Your objective: Pick up the text below on Habsburg policy toward the Ukrainians of Galicia and continue it from its final sentence.

Page extract:
☆ ☆ ☆ ☆
Why did the Habsburgs act as they did? Paradoxically, for the same reason as the Romanovs. The two empires shared the same concern—rising Polish nationalism—but chose different strategies to fight it. The Russian imperial government liquidated the Uniate Church and arrested the development of the Ukrainian movement in an effort to protect the imperial Russian nation against Polish “propaganda,” whereas the Austrian authorities tried to counteract that propaganda by building up the Ruthenian movement in their realm. They never sought to turn the Ruthenians into Germans and had no problem with their development as a distinct nation. In fact, they encouraged that process as a counterweight to the well-developed and organized Polish movement.
Such was the policy first put into effect by the Austrian authorities in the revolutionary year of 1848. From Palermo to Paris to Vienna, liberal nationalism was on the rise in Europe, challenging the Congress of Vienna’s borders and the governments that ruled within them. In March 1848, inspired by the revolutionary events in Paris, the Hungarians demanded independence from the Habsburg Empire. They would fight for their freedom with arms in hand. The Poles followed them, rising in Cracow and then in Lviv with demands for civic freedom and autonomy. Many of these demands sat well with neither the government in Vienna nor with at least half the Galician population. The Ukrainians made up about half of the 4.5 million residents of the province. The Poles accounted for about 40 percent and Jews close to 7 percent. Ukrainians constituted an absolute majority in so-called Eastern (original) Galicia, while Poles were in the majority in Little Poland, now called Western Galicia, which included the city of Cracow. Jews lived throughout the enlarged imperial province, with approximately 60 percent of Eastern Galician Jewry residing in cities and small towns.
The province was agricultural and less economically developed than most of the Habsburg possessions. After the partitions, Emperor Joseph II removed the traditional Polish elite from the business of running the government and brought in imperial bureaucrats—mostly Germanized Czechs from Bohemia—to create a new administrative system; he also raised the educational and cultural level of the population and protected the peasants from the abuses of their masters. While he removed the Polish elite from power, Joseph originally ignored the Jews, allowing them to keep their autonomy in exchange for paying a so-called toleration tax. Then in 1789 he issued an Edict of Toleration, which was a major step toward the emancipation of Austrian Jewry, but it also disbanded traditional Jewish institutions, prohibited the use of Yiddish and Hebrew in official documents, established German-language schools, and introduced military service for Jews. When the revolution came to Lviv in March 1848, many Jews were happy to join forces with Polish opposition to the empire. Yet, as the Austrian army crushed the Hungarian Revolution with the help of Russian troops, Polish hopes for the restoration of the commonwealth and Jewish hopes for equality were also dashed.
The Galicians who benefited most from the revolution were the Ukrainians—arguably the most loyal to the empire and originally the most reluctant participants in the events. They were not eager to join the Polish revolt, as the original Polish appeals made no mention of the Ukrainian population of the region or its needs. In April 1848, the leaders of the Ukrainian community, all of whom happened to be clerics of the Uniate Church, issued their own appeal to the emperor, declaring their loyalty and requesting protection against Polish domination and rights for the Ruthenian language. With the blessing and support of the Austrian governor of Galicia, Count Franz Stadion, the Greek Catholic clergy created their Supreme Ruthenian Council. The chief of the Lviv police, Leopold von Sacher-Masoch (father of the future writer), approved the founding of the first Ukrainian newspaper, the Galician Star. Stadion saw the new council as “a means of paralyzing Polish influence and getting backing for Austrian rule in Galicia.”
☆ ☆ ☆ ☆
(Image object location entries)
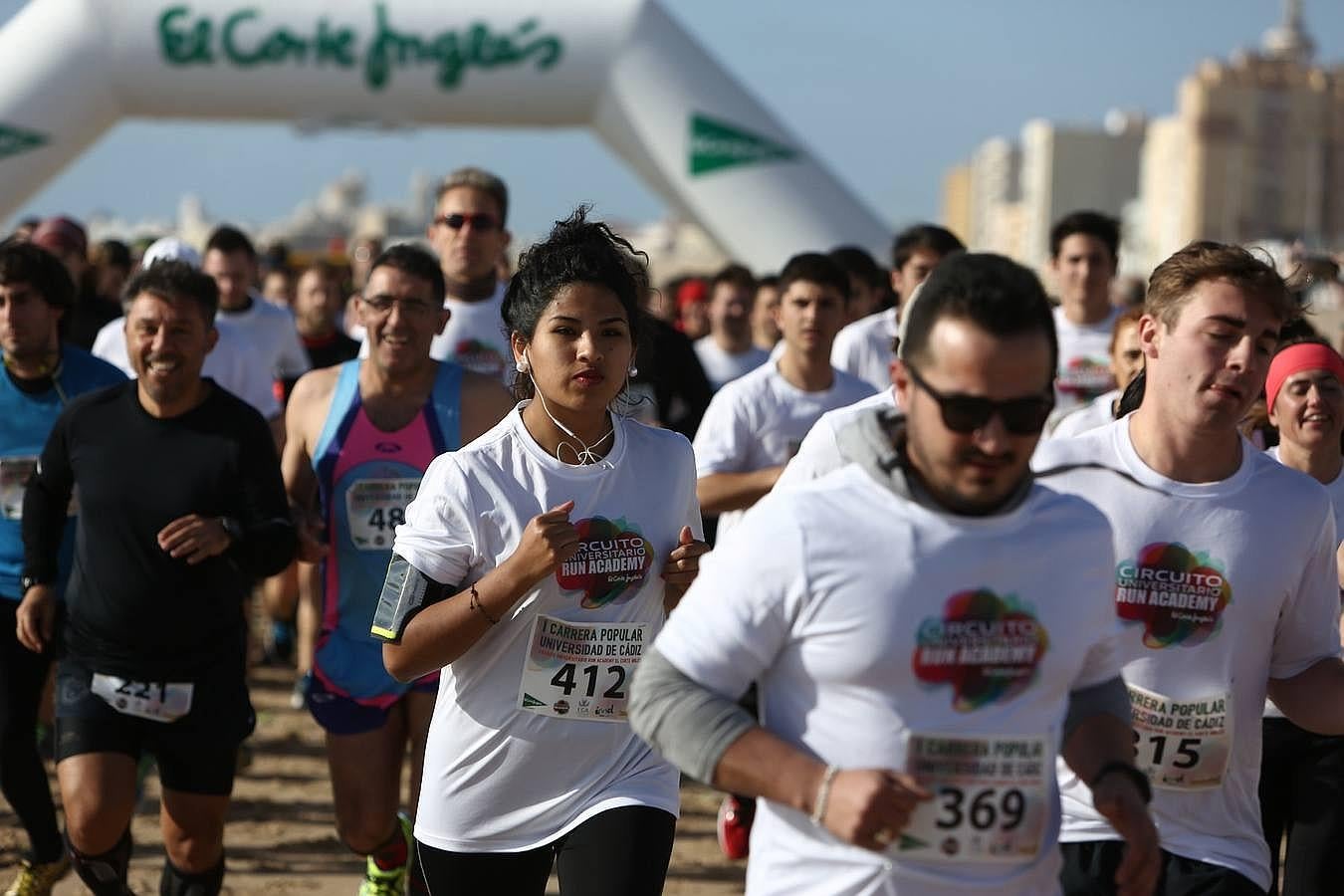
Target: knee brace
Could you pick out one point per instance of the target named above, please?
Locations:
(104, 875)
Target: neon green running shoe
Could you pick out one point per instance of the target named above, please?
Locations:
(390, 881)
(38, 880)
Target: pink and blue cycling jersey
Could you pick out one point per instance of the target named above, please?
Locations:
(365, 479)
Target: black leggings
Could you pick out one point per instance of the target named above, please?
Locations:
(620, 852)
(1301, 790)
(22, 777)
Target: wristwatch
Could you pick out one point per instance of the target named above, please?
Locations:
(233, 528)
(29, 580)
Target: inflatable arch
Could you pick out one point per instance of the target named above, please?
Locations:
(621, 68)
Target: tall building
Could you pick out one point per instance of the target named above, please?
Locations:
(1016, 191)
(1255, 150)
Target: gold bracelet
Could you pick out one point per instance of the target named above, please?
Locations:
(476, 604)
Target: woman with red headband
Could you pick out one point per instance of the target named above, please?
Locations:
(1301, 773)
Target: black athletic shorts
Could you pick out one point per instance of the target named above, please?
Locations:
(196, 753)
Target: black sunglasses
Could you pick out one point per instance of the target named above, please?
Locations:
(479, 220)
(970, 412)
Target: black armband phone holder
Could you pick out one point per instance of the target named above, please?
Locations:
(406, 591)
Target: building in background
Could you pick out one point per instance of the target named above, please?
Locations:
(1254, 152)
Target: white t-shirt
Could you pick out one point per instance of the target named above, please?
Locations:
(498, 776)
(1083, 360)
(1336, 491)
(722, 367)
(760, 419)
(271, 331)
(1099, 411)
(820, 453)
(1221, 587)
(233, 362)
(866, 621)
(863, 348)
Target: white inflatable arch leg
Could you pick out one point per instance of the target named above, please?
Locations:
(621, 68)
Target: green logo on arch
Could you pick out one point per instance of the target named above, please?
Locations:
(16, 140)
(717, 145)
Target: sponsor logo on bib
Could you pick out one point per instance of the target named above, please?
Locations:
(479, 357)
(611, 563)
(986, 646)
(1179, 595)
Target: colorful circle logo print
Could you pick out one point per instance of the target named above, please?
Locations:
(987, 648)
(1179, 595)
(1086, 377)
(611, 561)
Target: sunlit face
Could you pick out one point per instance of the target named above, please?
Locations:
(730, 311)
(580, 350)
(764, 312)
(1309, 410)
(29, 326)
(400, 315)
(972, 472)
(1126, 357)
(471, 250)
(167, 342)
(1210, 365)
(809, 318)
(234, 274)
(914, 272)
(1083, 270)
(318, 303)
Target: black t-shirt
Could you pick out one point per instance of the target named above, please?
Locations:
(131, 608)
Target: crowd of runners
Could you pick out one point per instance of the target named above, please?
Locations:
(949, 583)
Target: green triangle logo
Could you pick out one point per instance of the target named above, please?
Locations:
(910, 842)
(16, 140)
(717, 145)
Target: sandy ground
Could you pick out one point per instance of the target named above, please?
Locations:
(281, 835)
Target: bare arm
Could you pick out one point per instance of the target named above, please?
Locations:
(1097, 742)
(722, 492)
(308, 407)
(441, 633)
(1313, 699)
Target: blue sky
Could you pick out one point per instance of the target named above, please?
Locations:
(887, 93)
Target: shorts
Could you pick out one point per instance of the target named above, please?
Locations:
(196, 754)
(341, 715)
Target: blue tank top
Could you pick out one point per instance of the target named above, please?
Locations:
(365, 477)
(27, 422)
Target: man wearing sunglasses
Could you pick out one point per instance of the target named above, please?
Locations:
(1225, 576)
(469, 238)
(920, 668)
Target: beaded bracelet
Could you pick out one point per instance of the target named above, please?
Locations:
(476, 604)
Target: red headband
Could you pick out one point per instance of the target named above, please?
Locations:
(1294, 358)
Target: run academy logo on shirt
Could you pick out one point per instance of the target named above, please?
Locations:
(1085, 379)
(986, 646)
(1179, 595)
(479, 357)
(611, 561)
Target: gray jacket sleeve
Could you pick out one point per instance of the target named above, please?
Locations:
(690, 724)
(1109, 697)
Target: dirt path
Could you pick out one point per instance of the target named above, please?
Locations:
(281, 835)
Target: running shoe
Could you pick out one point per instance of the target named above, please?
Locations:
(390, 881)
(734, 825)
(38, 880)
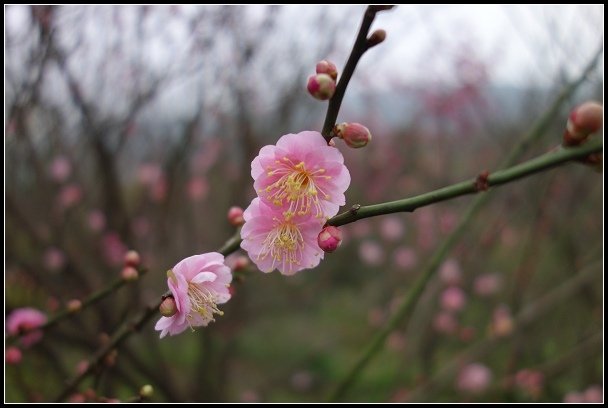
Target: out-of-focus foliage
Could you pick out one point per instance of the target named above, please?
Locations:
(134, 127)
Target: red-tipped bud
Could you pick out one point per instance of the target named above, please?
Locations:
(132, 258)
(235, 216)
(354, 134)
(583, 120)
(12, 355)
(74, 305)
(329, 239)
(376, 38)
(168, 307)
(129, 273)
(321, 86)
(327, 67)
(146, 391)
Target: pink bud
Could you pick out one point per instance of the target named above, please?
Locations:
(12, 355)
(376, 38)
(235, 216)
(321, 86)
(583, 120)
(168, 307)
(132, 258)
(329, 239)
(327, 67)
(129, 273)
(74, 305)
(354, 134)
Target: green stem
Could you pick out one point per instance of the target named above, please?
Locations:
(89, 301)
(406, 307)
(525, 169)
(117, 338)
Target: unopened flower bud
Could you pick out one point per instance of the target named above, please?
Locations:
(329, 239)
(132, 258)
(168, 307)
(583, 120)
(376, 38)
(12, 355)
(327, 67)
(146, 391)
(321, 86)
(74, 305)
(235, 216)
(129, 273)
(354, 134)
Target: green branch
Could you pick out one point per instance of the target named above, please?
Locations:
(525, 169)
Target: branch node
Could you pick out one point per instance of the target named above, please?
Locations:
(481, 182)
☆ ☆ ☆ ☆
Result of the task:
Under its ecclesiastical leadership, the Supreme Ruthenian Council turned out to be an effective counterweight to the Polish National Council, which spearheaded the Polish national revolution. The supreme council differed in its demands from the Polish National Council on almost every major issue. If the Poles were radical, the Ukrainians were highly conservative. On the future of Galicia, while the Poles wanted autonomy for the entire province, the Ukrainian leaders wanted it divided, with the restoration of the former, smaller Galicia, where Ukrainians formed a 70 percent majority. Two hundred thousand people signed a petition to partition the province. It did not happen: Galicia remained intact. But the Ukrainians emerged from the revolution with a political organization and a newspaper of their own, mobilized as never before.
By far the most revolutionary development was the abolition of serfdom and the beginning of active peasant participation in electoral politics. Both came about in Galicia in response to Polish revolutionary demands but were introduced by the Austrian authorities and benefited the Ukrainians, who made up most of the province’s peasantry. In Galicia, sixteen of twenty-five Ukrainian members of the Austrian parliament were peasants; in Bukovyna, all five elected Ukrainians were of peasant stock. The election of Ukrainian deputies to parliament had a major impact on the community, as it introduced the Habsburg Ukrainians to the world of electoral politics and taught them self-organization for purposes not of revolt (there were peasant revolts as well) but political action.
The end of the revolution spelled the demise of the Supreme Ruthenian Council—the government abolished it in 1851—but not of the Ukrainian movement born of the events of 1848. Throughout the 1850s and a good part of the 1860s, people of the same ecclesiastical stock led it. They became known as the St. George Circle, named for the principal Greek Catholic cathedral in the city of Lviv. Their ethnonational orientation gave them a second appellation: Old Ruthenians. Loyal to the empire and conservative in their political and social views, the Greek Catholic bishops and clergymen leading the Ruthenian movement thought of themselves and their people in the Habsburg Empire as members of a distinct Ruthenian nation. Their main enemies were the Poles and their main ally was Vienna, while their fellow Ukrainians, or Little Russians, across the Russo-Austrian border seemed hardly to register in their consciousness.
While the Revolution of 1848 promoted the formation of a new Ukrainian nation, it left open the question of what kind of nation it was. The “Ruthenian” option represented by the leaders of the Supreme Ruthenian Council included a number of alternatives best represented by the identity choices made by the Ruthenian Triad, a group of romantic writers and poets who appeared on the literary stage in the 1830s. The three leading members of the group, Yakiv Holovatsky, Markian Shashkevych, and Ivan Vahylevych, were students at the Greek Catholic branch of the theological seminary in Lviv. Like national awakeners throughout Europe, they collected folklore and were fascinated with history. They were inspired by the cultural activities of other Habsburg Slavs, and their ideas were rooted in the works of Ukrainian awakeners in the Dnieper region: Ivan Kotliarevsky’s Eneïda, collections of Ukrainian folk songs published in the Russian Empire, and the works of the Kharkiv romantics. They published their first and last almanac, Rusalka dnistrovaia (The Nymph of the Dniester), in Buda in 1836.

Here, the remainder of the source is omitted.